* [What you need to do]: Could you transcribe the material below exactly, without leaving out a single line?

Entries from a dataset
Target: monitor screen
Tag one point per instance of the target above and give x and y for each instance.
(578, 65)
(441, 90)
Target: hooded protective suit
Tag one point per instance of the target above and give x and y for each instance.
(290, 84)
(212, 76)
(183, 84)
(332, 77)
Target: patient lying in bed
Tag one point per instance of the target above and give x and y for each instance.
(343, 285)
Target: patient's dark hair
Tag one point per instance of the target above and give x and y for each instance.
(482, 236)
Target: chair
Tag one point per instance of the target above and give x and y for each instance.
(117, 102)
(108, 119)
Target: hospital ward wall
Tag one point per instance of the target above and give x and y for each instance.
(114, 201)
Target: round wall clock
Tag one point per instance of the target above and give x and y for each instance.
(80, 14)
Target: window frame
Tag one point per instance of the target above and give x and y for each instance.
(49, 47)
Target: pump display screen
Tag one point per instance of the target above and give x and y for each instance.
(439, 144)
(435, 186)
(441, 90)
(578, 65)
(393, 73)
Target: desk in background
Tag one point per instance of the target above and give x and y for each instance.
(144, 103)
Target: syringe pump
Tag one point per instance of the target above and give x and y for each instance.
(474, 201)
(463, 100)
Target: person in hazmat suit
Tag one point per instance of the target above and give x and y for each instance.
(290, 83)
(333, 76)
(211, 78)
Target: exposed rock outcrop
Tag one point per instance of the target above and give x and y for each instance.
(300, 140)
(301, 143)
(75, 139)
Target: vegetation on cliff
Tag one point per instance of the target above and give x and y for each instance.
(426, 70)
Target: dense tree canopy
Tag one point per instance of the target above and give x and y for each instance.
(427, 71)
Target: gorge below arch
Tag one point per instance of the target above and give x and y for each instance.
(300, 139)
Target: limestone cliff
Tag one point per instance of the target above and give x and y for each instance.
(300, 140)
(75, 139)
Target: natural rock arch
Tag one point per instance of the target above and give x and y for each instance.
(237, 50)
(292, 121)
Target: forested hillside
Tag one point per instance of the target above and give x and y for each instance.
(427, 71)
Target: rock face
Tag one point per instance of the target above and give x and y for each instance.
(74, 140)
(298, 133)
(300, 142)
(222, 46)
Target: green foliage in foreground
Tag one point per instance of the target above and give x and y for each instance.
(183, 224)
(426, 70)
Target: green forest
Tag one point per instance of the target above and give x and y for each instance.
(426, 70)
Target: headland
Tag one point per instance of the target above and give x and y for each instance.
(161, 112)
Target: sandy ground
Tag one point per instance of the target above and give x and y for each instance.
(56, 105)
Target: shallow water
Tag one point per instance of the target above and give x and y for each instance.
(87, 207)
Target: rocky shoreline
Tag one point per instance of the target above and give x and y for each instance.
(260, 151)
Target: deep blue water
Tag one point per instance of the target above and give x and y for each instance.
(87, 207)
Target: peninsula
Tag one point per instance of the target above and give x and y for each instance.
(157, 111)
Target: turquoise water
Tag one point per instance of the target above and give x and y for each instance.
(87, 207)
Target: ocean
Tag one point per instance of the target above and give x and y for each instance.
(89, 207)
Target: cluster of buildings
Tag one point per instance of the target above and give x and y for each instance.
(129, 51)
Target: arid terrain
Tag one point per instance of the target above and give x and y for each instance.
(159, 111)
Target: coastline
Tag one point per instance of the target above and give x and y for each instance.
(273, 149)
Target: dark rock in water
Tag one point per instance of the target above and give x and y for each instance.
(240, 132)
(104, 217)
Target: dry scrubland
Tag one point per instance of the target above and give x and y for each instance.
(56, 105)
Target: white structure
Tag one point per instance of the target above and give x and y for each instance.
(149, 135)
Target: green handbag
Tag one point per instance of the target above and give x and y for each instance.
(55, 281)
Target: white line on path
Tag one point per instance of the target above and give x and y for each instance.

* [Response]:
Target: monitor screen
Tag one point per instance of the target above and give x and y for each instance.
(578, 65)
(441, 90)
Target: hooded protective suit
Tag one point per instance of the target above and give x and y for each instance.
(290, 84)
(212, 76)
(183, 84)
(332, 77)
Target: patient lying in bed
Tag one point per instance of the target above and give x and y for each instance.
(343, 285)
Target: patient's dark hair
Tag one point per instance of the target above and give x and y for each instance.
(482, 236)
Target: chair
Tag one point per instance of the target above and give x and y for each instance.
(117, 102)
(108, 119)
Target: hospital ward wall
Tag one point per instance of the target above and give x and y for each instance.
(114, 201)
Target: round wall clock
Tag one point per instance of the target above and give x and y for each instance.
(80, 14)
Target: window frame
Tag one point per instance of the target above and give x and y for each instance.
(49, 47)
Target: pump display screen
Tag one point per instance of the target above and give x and y for each instance.
(439, 144)
(435, 186)
(441, 90)
(578, 65)
(393, 73)
Target: desk in background
Tag one point per instance of the target above and give x and y for each instance.
(144, 103)
Target: syringe pump
Tag one point per instance of the target above and give x and y for each instance.
(474, 201)
(463, 100)
Target: person in hazmat suit
Tag one point per instance of the target above and give x and y for each instance.
(290, 83)
(333, 76)
(211, 78)
Target: exposed rock outcrop
Tag one point per instance of the target above and give x and y for each instance.
(300, 140)
(301, 143)
(75, 139)
Target: vegetation on cliff
Tag one point per instance of the target above and give x and y for each instance.
(426, 70)
Target: dense tree canopy
Tag one point per instance of the target above and give x and y for each instance.
(427, 71)
Target: gorge below arch
Tag one point per instance of the target above and give x and y for each instance.
(300, 139)
Target: limestone cliff
Tag one point per instance of the target above and give x and y for each instance.
(300, 140)
(75, 139)
Target: natural rock arch
Tag one point per instance of the target above and give x and y for each instance.
(237, 50)
(292, 121)
Target: forested hillside
Tag one point per instance of the target above and give x and y for each instance.
(427, 71)
Target: rock face
Tag one point per instance of the target above and give x and y for each instance.
(74, 140)
(298, 133)
(300, 142)
(222, 46)
Target: green foliage in foreground
Tag one point per instance of the target above and give x and y for each instance.
(183, 224)
(426, 70)
Target: green forest
Tag one point per instance of the target above and give x and y for each instance.
(426, 70)
Target: headland
Tag one point per instance of the target above and give x and y for each instance.
(161, 112)
Target: sandy ground
Tag one point per instance of the target above and give x and y for each instance.
(56, 105)
Target: shallow water
Tag one point per instance of the target above and give x and y for each instance.
(87, 207)
Target: rocky shoreline
Tag one point per instance of the target above and give x and y for each instance.
(260, 151)
Target: deep blue water
Tag one point per instance of the target above and give x and y for each instance.
(87, 207)
Target: peninsula
Tag one point per instance of the target above and give x and y for each instance.
(157, 111)
Target: turquoise water
Tag one point per instance of the target above and give x and y for each instance.
(87, 207)
Target: ocean
Tag one point per instance of the target above and give x and y for each instance.
(89, 207)
Target: cluster of buildings
Tag one point per instance of the target above and give x and y for each instance.
(129, 51)
Target: arid terrain
Tag one point per instance of the target above and give x and y for each instance.
(159, 111)
Target: coastline
Tag one point per instance of the target above and give x and y for each instance.
(273, 149)
Target: dark rock in water
Tag one point per instance of the target above and give x and y for each instance.
(240, 132)
(104, 217)
Target: dry scrubland
Tag one point per instance of the target above and give x and y for each instance.
(56, 105)
Target: white structure
Tag one point per instance of the target above and give x and y for each instance.
(149, 135)
Target: green handbag
Tag one point per instance of the target above and give x and y for each instance.
(55, 281)
Target: white line on path
Tag one point per instance of the target above and give x and y for each instance.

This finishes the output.